== GOAL OF THE EXERCISE ==
Each entry below must be repeated word for word.

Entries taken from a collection
▬▬▬▬▬▬

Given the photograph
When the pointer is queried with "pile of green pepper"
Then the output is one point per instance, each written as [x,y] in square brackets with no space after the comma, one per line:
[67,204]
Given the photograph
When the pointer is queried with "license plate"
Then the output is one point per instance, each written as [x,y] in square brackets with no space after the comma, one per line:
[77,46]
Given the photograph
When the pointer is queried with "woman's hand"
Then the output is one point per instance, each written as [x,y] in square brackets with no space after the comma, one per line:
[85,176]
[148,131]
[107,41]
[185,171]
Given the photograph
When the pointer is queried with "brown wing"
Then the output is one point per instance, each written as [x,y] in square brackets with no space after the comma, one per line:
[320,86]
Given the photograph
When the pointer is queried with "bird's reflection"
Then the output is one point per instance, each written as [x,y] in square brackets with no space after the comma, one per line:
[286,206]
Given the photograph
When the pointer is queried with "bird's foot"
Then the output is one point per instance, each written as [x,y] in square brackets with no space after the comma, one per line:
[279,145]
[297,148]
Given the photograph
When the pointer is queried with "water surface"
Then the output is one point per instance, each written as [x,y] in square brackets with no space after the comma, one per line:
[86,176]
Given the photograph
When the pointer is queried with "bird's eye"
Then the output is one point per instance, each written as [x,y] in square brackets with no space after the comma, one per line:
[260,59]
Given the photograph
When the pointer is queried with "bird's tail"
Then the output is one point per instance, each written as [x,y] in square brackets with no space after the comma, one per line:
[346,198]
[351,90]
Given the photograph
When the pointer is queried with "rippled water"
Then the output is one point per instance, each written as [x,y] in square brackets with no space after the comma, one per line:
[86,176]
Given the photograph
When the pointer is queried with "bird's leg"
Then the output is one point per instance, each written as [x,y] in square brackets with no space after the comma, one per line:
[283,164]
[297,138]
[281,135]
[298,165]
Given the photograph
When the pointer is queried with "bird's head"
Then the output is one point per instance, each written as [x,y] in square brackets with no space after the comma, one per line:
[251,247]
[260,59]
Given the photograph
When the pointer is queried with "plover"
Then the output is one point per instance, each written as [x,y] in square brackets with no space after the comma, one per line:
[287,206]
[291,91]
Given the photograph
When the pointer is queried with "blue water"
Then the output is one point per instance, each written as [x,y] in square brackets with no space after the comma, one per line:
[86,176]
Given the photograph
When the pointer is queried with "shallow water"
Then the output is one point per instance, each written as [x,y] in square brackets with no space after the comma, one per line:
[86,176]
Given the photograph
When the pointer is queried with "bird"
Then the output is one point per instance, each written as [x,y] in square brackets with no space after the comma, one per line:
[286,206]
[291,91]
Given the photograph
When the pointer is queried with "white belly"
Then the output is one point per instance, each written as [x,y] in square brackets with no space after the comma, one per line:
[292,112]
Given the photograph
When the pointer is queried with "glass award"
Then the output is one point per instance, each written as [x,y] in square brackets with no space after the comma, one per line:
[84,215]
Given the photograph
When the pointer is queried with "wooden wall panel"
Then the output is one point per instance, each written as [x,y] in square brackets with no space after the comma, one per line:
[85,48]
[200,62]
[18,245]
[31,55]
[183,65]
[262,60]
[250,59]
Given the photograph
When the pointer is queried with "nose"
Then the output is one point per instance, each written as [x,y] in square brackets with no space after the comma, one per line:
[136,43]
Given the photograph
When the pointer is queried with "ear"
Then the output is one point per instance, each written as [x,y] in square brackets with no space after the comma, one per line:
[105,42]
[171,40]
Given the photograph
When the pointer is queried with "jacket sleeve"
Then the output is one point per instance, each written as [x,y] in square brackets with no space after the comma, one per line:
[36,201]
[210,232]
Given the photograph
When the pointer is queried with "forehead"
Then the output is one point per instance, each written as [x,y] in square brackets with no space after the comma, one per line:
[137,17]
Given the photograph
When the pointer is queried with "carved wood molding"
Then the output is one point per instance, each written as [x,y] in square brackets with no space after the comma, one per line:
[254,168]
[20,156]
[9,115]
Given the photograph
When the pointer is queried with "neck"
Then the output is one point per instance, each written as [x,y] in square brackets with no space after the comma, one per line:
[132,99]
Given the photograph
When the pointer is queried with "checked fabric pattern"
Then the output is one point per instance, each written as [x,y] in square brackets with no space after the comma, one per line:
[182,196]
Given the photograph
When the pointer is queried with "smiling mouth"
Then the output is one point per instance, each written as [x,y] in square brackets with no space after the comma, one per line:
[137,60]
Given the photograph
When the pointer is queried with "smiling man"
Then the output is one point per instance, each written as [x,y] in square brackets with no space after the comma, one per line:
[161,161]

▬▬▬▬▬▬

== THE REPLY ==
Given the photograph
When the pointer is queried with "pile of green pepper"
Then the output is one point per instance, each written as [x,y] in square brackets with no space after the comma, one per line:
[67,204]
Given the photograph
When the pointer is queried with "license plate"
Then the output is one point per instance, each written as [x,y] in square brackets with no space after the comma, one per line:
[77,46]
Given the photograph
When the pointer is queried with "woman's hand"
Then the output is one point per instance, each written as [x,y] in square brackets with no space after the comma, one per line:
[85,176]
[148,131]
[107,41]
[185,171]
Given the photograph
When the pointer is queried with "brown wing"
Then the output is one point per instance, each written as [x,y] in square brackets with no space after the comma, one per line:
[320,86]
Given the photograph
When the pointer is queried with "bird's reflection"
Then the output is one point per instance, each written as [x,y] in square brackets with no space after the comma, one per line:
[286,206]
Given the photograph
When the pointer is queried with "bird's foot"
Then the output is one point per instance, each written as [x,y] in square brackets with no space after the comma, one per line:
[279,145]
[297,148]
Given the photograph
When the pointer is queried with "water surface"
Then the output is one point per instance, each written as [x,y] in square brackets with no space after the comma, one per line:
[86,176]
Given the photograph
When the pointer is queried with "bird's eye"
Then the output is one point per instance, each written as [x,y] in square brackets with no space after the comma, one per line:
[260,59]
Given the photograph
When the pointer is queried with "bird's tail"
Then the output is one point per instance, each written as [x,y] in square brackets with no space after the comma, one per line:
[346,198]
[351,90]
Given the photograph
When the pointer is queried with "rippled water"
Then the output is one point per instance, each written as [x,y] in square brackets with no space after the comma, one per line:
[86,176]
Given the photograph
When the pointer is queried with "bird's leg"
Then the output is one point per instance, each written as [x,y] in square brackets with no space after the comma, one per line:
[283,164]
[297,138]
[281,135]
[298,165]
Given the photograph
When the pointer is queried with "bird's head"
Then the output is one point per instance, each written as [x,y] in square brackets with no space after the comma, one per line:
[251,247]
[260,59]
Given the photograph
When the pointer is queried with "plover"
Then the output is one point per instance, each written as [x,y] in square brackets with no space after the comma, one per line:
[287,206]
[291,91]
Given the photograph
When the pointer is queried with "blue water"
Then the output is one point per instance, each written as [x,y] in square brackets with no space after the comma, one per line:
[86,176]
Given the photograph
When the pointer is queried with "shallow water"
Then the output is one point per instance, each written as [x,y] in square brackets with no space after the comma, one per line:
[86,176]
Given the photograph
When the pointer is queried with "bird"
Then the output is one point per instance, each written as [x,y] in square brackets with no space after the comma, one per line:
[286,206]
[291,91]
Given the photograph
When the pointer is queried with "white belly"
Then the output is one point per instance, each written as [x,y] in square brackets with no space after the comma, one per line:
[292,112]
Given the photograph
When the pointer is queried with "glass award"
Then the output is one point per instance, each written as [x,y] in square brackets with no space after the comma, one per line:
[84,215]
Given the photograph
When the pointer is queried with "wooden wall panel"
Then the output is one point per instance, each written as [x,y] in square brackets with no space after the comma, one per line:
[85,48]
[200,62]
[18,245]
[31,55]
[183,65]
[262,60]
[250,59]
Given the photograph
When the pointer is queried with "nose"
Then the output is one point per instance, each written as [x,y] in square brackets with no space after the comma, one per line:
[136,43]
Given the photograph
When the pointer is queried with "ear"
Then the output is one point per instance, each written as [x,y] in square brackets with no space after the comma, one per line:
[105,42]
[171,40]
Given the photograph
When the pointer is queried with "jacket sleeve"
Then the output is one point per instance, each written as [x,y] in square brackets with no space after the comma, one per line:
[36,201]
[210,232]
Given the photograph
When the pointer is queried with "forehead"
Then the output is one point per instance, each written as [x,y] in square brackets with no space after the comma, one per line:
[137,17]
Given the photograph
When the pointer is queried with "carved wood molding"
Then the output is one point per instance, each written as [x,y] in square brackets with no space after the comma, one per line:
[254,168]
[20,156]
[9,115]
Given the photograph
When the pointer is queried with "neck"
Then the output is one point per instance, each written as [x,y] in square brackets with no space after the comma, one per line:
[132,99]
Given the photograph
When the pointer is queried with "checked fabric pattern"
Then the output is one point per instance, each written as [x,y] in square brackets with no space after the comma, one per line:
[182,196]
Given the photograph
When the pointer is queried with "smiling mouth"
Then the output is one point per instance, each written as [x,y] in square brackets with no space after the comma, one per line:
[137,60]
Given the photograph
When the pointer is queried with "smiling man"
Then the output is one point per instance, each written as [x,y] in square brackets with no space after the comma, one per line:
[161,161]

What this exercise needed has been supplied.